**Text block:**
>> start

# I Am Well And Truly Done For Now ..



## TAWhatley (Mar 6, 2001)

These are still eyes closed tiny tots needing fed every 3 hours or so .. There was no choice for me today other than to bring them home and do my best .. 

Darling little ones that were just about done for when they were found today .. dehydrated and very hungry .. Details tomorrow if anyone is interested ..










Terry


----------



## Feather (Dec 8, 2005)

Three kittens every three hrs. is time consuming. I think that your day must be a lot longer than mine. Where do you get those longer days?

I never have been able to figure out how you do it. The kittens are adorable, and being a nosy member, I'd like all the detales.

Bless you T.W..


----------



## jameswaller (Nov 4, 2008)

*baby kittens*



TAWhatley said:


> These are still eyes closed tiny tots needing fed every 3 hours or so .. There was no choice for me today other than to bring them home and do my best ..
> 
> Darling little ones that were just about done for when they were found today .. dehydrated and very hungry .. Details tomorrow if anyone is interested ..
> 
> ...


terry you deserve sainthood,,i bow in your presence,..omg--they look like three we have (12-days old today)-eyes open,,you will be in hibernation mode with babies for a few weeks--do-you- use that hartz brand premade kitten milk,,keep the clavamox handy..god bless -james waller


----------



## rfboyer (Jun 18, 2009)

*what beautiful cali-kitties!*

Holding you and the kittens in the Light, Terry. 
I'm so glad you are able to take care of them. 
(my house is full; I have 5 cats, all refugees, and wish I could have more)



TAWhatley said:


> These are still eyes closed tiny tots needing fed every 3 hours or so .. There was no choice for me today other than to bring them home and do my best ..
> 
> Darling little ones that were just about done for when they were found today .. dehydrated and very hungry .. Details tomorrow if anyone is interested ..

>> end

**Recorded information:**
>> start

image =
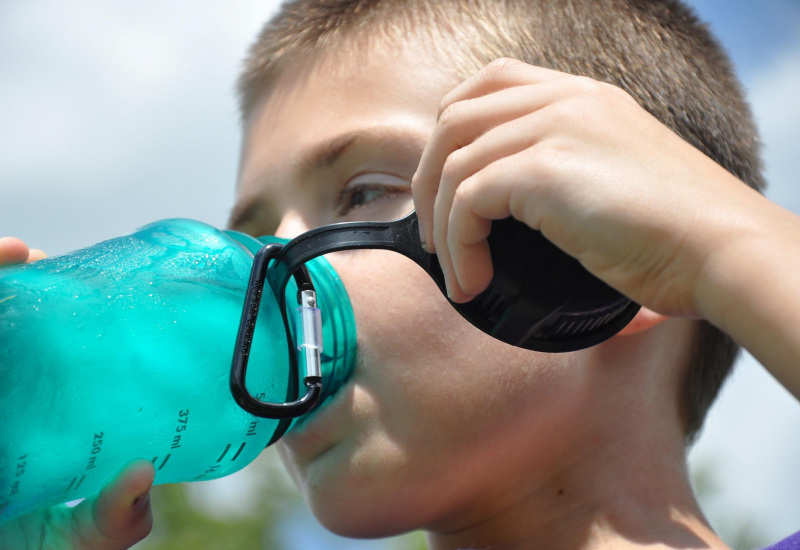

>> end

**Goal 1:**
In the forum thread about the rescued kittens, how often do the kittens need to be fed?
**Goal 2:**
List the username of every person who posted in the forum thread about the rescued kittens.
**Goal 3:**
Do these statements agree with the forum thread about the rescued kittens? Answer yes or no for each, and quote the words that decide it.
(a) rfboyer has five cats.
(b) The kittens' eyes were open when they were found.
(c) The kittens were dehydrated when they were found.

**Task output 1:**
Every 3 hours or so.

**Task output 2:**
TAWhatley, Feather, jameswaller, rfboyer

**Task output 3:**
(a) Yes: "I have 5 cats, all refugees"
(b) No: "These are still eyes closed tiny tots"
(c) Yes: "dehydrated and very hungry"